* Exercise goal
Reproduce the material below, renaming "burnt tire" to "scorched tire" everywhere it occurs and leaving the rest untouched.

'''

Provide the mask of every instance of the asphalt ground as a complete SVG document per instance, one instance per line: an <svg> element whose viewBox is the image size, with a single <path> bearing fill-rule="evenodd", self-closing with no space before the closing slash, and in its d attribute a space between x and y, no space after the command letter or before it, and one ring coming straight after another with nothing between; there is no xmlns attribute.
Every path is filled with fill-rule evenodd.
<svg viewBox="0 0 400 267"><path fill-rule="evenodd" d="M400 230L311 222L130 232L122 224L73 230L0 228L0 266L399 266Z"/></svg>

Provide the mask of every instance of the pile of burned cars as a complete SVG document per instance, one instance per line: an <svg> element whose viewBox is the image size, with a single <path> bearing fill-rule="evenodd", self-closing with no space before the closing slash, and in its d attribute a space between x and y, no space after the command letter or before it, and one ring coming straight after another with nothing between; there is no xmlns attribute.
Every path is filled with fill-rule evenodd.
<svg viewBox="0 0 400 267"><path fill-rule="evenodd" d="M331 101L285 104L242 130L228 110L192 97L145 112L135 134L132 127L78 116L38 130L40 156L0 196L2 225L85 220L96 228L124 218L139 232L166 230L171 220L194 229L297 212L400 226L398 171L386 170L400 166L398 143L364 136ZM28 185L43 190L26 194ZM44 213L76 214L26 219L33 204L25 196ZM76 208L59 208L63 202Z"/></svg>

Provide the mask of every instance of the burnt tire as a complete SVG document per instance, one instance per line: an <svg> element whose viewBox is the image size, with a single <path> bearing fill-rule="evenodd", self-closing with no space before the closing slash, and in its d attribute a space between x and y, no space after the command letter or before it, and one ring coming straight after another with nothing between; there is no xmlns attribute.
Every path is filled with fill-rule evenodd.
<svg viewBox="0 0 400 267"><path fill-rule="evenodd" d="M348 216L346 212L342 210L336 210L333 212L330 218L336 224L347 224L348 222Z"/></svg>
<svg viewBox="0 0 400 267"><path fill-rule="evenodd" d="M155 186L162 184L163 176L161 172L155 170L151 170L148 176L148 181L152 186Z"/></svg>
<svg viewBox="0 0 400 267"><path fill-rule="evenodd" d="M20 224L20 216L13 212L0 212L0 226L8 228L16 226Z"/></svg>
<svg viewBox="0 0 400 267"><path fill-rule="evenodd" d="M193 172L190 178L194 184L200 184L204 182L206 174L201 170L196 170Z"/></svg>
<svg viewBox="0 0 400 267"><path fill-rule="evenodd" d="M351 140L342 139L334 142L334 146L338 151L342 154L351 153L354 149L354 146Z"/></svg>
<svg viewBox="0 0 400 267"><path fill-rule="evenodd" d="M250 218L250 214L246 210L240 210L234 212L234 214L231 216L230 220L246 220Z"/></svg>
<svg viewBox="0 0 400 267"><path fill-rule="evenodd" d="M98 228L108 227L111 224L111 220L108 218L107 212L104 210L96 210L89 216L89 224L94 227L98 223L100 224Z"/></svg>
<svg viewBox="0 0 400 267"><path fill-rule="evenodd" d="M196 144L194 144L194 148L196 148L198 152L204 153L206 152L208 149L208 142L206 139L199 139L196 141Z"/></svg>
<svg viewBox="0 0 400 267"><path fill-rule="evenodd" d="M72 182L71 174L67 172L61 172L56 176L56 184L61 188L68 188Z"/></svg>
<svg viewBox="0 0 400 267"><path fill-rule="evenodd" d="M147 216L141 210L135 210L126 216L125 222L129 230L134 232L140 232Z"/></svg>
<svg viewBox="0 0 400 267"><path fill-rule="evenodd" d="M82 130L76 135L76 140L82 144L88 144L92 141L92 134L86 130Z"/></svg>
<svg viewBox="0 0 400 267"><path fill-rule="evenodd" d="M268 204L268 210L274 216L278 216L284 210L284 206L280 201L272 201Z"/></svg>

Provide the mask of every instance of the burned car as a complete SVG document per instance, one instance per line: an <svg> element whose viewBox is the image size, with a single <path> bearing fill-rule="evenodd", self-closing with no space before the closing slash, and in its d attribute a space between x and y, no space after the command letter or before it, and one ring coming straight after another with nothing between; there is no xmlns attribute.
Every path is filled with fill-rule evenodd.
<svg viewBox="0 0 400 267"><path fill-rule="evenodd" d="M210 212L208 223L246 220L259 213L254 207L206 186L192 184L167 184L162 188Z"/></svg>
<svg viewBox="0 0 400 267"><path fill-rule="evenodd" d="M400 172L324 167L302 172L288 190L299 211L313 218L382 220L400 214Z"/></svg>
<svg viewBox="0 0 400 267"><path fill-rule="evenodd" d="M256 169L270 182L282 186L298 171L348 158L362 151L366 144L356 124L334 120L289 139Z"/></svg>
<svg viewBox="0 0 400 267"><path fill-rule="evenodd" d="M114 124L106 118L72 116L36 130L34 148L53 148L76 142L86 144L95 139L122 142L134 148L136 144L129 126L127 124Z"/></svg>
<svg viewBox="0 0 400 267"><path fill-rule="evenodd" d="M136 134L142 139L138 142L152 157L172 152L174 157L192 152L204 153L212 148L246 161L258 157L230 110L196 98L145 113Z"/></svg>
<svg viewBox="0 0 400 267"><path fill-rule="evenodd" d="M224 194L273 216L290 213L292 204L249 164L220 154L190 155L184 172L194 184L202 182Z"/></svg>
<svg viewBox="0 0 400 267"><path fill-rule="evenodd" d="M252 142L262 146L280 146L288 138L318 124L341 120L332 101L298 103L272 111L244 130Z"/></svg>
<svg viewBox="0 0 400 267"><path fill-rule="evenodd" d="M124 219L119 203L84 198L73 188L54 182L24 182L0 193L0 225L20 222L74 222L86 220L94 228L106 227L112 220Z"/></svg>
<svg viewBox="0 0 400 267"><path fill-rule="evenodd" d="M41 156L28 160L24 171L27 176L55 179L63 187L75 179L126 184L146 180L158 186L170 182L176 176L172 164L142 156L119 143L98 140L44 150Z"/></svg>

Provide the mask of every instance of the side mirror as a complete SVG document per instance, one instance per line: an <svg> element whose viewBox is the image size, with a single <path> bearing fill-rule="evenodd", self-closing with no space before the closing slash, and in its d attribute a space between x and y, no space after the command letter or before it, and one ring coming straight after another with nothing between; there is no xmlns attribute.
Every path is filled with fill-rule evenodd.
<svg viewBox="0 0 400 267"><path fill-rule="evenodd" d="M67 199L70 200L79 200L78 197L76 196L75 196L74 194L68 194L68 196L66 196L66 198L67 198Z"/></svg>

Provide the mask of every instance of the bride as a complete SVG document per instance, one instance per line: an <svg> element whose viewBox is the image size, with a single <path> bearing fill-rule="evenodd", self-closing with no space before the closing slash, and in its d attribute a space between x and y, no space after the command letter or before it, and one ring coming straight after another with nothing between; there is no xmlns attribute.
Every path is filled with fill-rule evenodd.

'''

* Solution
Provide the mask of every instance of the asphalt ground as a complete SVG document per instance, one instance per line: an <svg> element whose viewBox is the image size, with a single <path> bearing fill-rule="evenodd", self-closing with no space before the closing slash, and in its d attribute a space between x and y, no space after the command letter or before it, and one ring coming straight after another with nothing between; there is no xmlns attribute.
Every path is filled with fill-rule evenodd.
<svg viewBox="0 0 400 267"><path fill-rule="evenodd" d="M400 230L311 222L130 232L122 224L73 230L0 228L0 266L399 266Z"/></svg>

Provide the mask of every instance of the pile of burned cars as a complete SVG document per instance, one instance per line: an <svg> element whose viewBox is the image size, with a single <path> bearing fill-rule="evenodd", self-closing with no space before the closing slash, and in its d attribute a space between x and y, no space after the command letter or before it, and one ring coming straight after another with nothing between; there is no xmlns attribute.
Every path is filled with fill-rule evenodd.
<svg viewBox="0 0 400 267"><path fill-rule="evenodd" d="M331 101L285 104L242 130L228 110L192 97L145 112L135 134L132 127L78 116L38 130L40 156L0 196L2 225L85 220L96 228L124 218L139 232L166 230L171 220L194 229L297 212L400 226L398 171L386 170L400 166L398 143L364 136ZM28 185L43 190L26 194ZM44 213L76 214L26 219L33 204L25 196ZM76 208L59 208L63 202Z"/></svg>

Provide the mask of every instance of the scorched tire as a complete SVG document per instance, one instance per line: an <svg> element whose viewBox is the image size, with a single <path> bearing fill-rule="evenodd", self-closing with no space before the closing slash, and in its d attribute a space between x and y, no space after the command letter or before it, and one ring coming straight after another with nothing between; there is no xmlns attribute.
Every path is filled with fill-rule evenodd.
<svg viewBox="0 0 400 267"><path fill-rule="evenodd" d="M348 216L346 212L342 210L336 210L333 212L330 218L336 224L347 224L348 222Z"/></svg>
<svg viewBox="0 0 400 267"><path fill-rule="evenodd" d="M155 186L162 184L163 176L161 172L155 170L151 170L148 176L148 181L152 186Z"/></svg>
<svg viewBox="0 0 400 267"><path fill-rule="evenodd" d="M20 224L20 216L13 212L0 212L0 226L8 228L16 226Z"/></svg>
<svg viewBox="0 0 400 267"><path fill-rule="evenodd" d="M193 172L190 178L194 184L200 184L204 182L206 174L201 170L196 170Z"/></svg>
<svg viewBox="0 0 400 267"><path fill-rule="evenodd" d="M351 140L342 139L334 142L334 146L338 151L342 154L351 153L354 149L354 146Z"/></svg>
<svg viewBox="0 0 400 267"><path fill-rule="evenodd" d="M250 218L250 214L246 210L240 210L234 212L234 214L231 216L230 220L246 220Z"/></svg>
<svg viewBox="0 0 400 267"><path fill-rule="evenodd" d="M98 228L108 227L111 224L111 220L108 218L107 212L104 210L96 210L89 216L89 224L94 227L98 223L100 224Z"/></svg>
<svg viewBox="0 0 400 267"><path fill-rule="evenodd" d="M196 144L194 144L194 148L196 148L198 152L204 153L206 152L208 149L208 142L206 139L199 139L196 141Z"/></svg>
<svg viewBox="0 0 400 267"><path fill-rule="evenodd" d="M72 182L71 174L67 172L61 172L56 176L56 184L61 188L68 188Z"/></svg>
<svg viewBox="0 0 400 267"><path fill-rule="evenodd" d="M147 216L141 210L135 210L126 216L125 222L129 230L134 232L140 232Z"/></svg>
<svg viewBox="0 0 400 267"><path fill-rule="evenodd" d="M82 130L76 135L76 140L82 144L88 144L92 141L92 134L86 130Z"/></svg>
<svg viewBox="0 0 400 267"><path fill-rule="evenodd" d="M268 204L268 210L274 216L278 216L284 210L284 206L280 201L272 201Z"/></svg>

Provide the mask of every instance of the burned car as a complete SVG document per instance, one instance per line: an <svg> element whose viewBox is the image size, with a single <path> bearing fill-rule="evenodd", self-closing with no space before the closing slash, and in its d attribute a space between x and y, no space after the command letter or before it, and one ring coming straight after another with nothing between; there is no xmlns attribute.
Every path is filled with fill-rule evenodd.
<svg viewBox="0 0 400 267"><path fill-rule="evenodd" d="M210 212L208 223L246 220L259 213L254 207L206 186L192 184L167 184L162 188Z"/></svg>
<svg viewBox="0 0 400 267"><path fill-rule="evenodd" d="M400 172L324 167L302 172L288 190L299 211L313 218L382 220L400 214Z"/></svg>
<svg viewBox="0 0 400 267"><path fill-rule="evenodd" d="M256 169L270 182L282 186L298 171L348 158L362 151L366 144L356 124L334 120L289 139Z"/></svg>
<svg viewBox="0 0 400 267"><path fill-rule="evenodd" d="M114 124L106 118L72 116L36 130L34 148L53 148L76 142L86 144L95 139L122 142L134 148L136 144L129 126L127 124Z"/></svg>
<svg viewBox="0 0 400 267"><path fill-rule="evenodd" d="M136 134L142 139L138 142L152 157L172 152L174 157L192 152L204 153L212 148L246 161L258 157L230 110L196 98L145 113Z"/></svg>
<svg viewBox="0 0 400 267"><path fill-rule="evenodd" d="M224 194L273 216L290 213L292 204L249 164L220 154L190 155L184 172L194 184L202 182Z"/></svg>
<svg viewBox="0 0 400 267"><path fill-rule="evenodd" d="M252 142L262 146L280 146L288 138L318 124L341 120L332 101L298 103L272 111L244 130Z"/></svg>
<svg viewBox="0 0 400 267"><path fill-rule="evenodd" d="M124 219L119 203L84 198L73 188L54 182L24 182L0 193L0 225L20 222L74 222L86 220L94 228L106 227L112 220Z"/></svg>
<svg viewBox="0 0 400 267"><path fill-rule="evenodd" d="M41 156L28 160L24 171L27 176L55 179L63 187L75 179L126 184L146 180L158 186L170 182L176 176L172 164L142 156L119 143L98 140L44 150Z"/></svg>

Provide the mask of every instance of the side mirror as a complete SVG document per instance, one instance per line: an <svg> element whose viewBox is the image size, with a single <path> bearing fill-rule="evenodd", self-closing with no space before the closing slash, and in its d attribute a space between x and y, no space after the command letter or before it, and one ring coming straight after another with nothing between; there is no xmlns attribute.
Every path is filled with fill-rule evenodd.
<svg viewBox="0 0 400 267"><path fill-rule="evenodd" d="M67 199L70 200L79 200L78 197L76 196L75 196L74 194L68 194L68 196L66 196L66 198L67 198Z"/></svg>

Provide the mask of every instance of the bride as a complete SVG document per instance, one instance per line: an <svg> element whose viewBox is the image size, with a single <path> bearing fill-rule="evenodd", self-closing with no space before the closing slash, and in its d attribute a space between x and y, no space after the command letter or before it, and one ring coming straight after another with nothing between; there is no xmlns attribute.
Every path is filled with fill-rule evenodd.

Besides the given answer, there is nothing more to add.